Records drawn from a dataset
^^^^^^^^^^^^^^^^

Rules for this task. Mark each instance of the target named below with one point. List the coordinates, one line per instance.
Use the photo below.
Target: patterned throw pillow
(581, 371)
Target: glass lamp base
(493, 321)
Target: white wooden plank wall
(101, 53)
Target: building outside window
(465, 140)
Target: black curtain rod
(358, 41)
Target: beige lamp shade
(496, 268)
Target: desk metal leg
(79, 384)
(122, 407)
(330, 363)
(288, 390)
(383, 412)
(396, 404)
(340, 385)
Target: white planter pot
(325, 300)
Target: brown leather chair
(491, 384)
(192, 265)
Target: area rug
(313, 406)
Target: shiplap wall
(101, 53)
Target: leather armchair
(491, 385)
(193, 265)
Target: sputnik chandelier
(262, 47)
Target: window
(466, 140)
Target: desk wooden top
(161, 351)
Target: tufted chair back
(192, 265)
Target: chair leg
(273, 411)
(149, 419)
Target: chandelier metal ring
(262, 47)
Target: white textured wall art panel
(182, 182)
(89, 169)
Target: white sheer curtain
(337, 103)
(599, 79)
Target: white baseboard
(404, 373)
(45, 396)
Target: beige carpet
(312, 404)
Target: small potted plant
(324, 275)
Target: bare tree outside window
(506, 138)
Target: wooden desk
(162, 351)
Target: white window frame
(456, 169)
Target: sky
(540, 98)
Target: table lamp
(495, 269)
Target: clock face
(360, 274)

^^^^^^^^^^^^^^^^

- _EXERCISE DIRECTIONS_: Provide the number of lines in the entries that include "below", and no other text.

- _REPLY TO THE TASK_: 2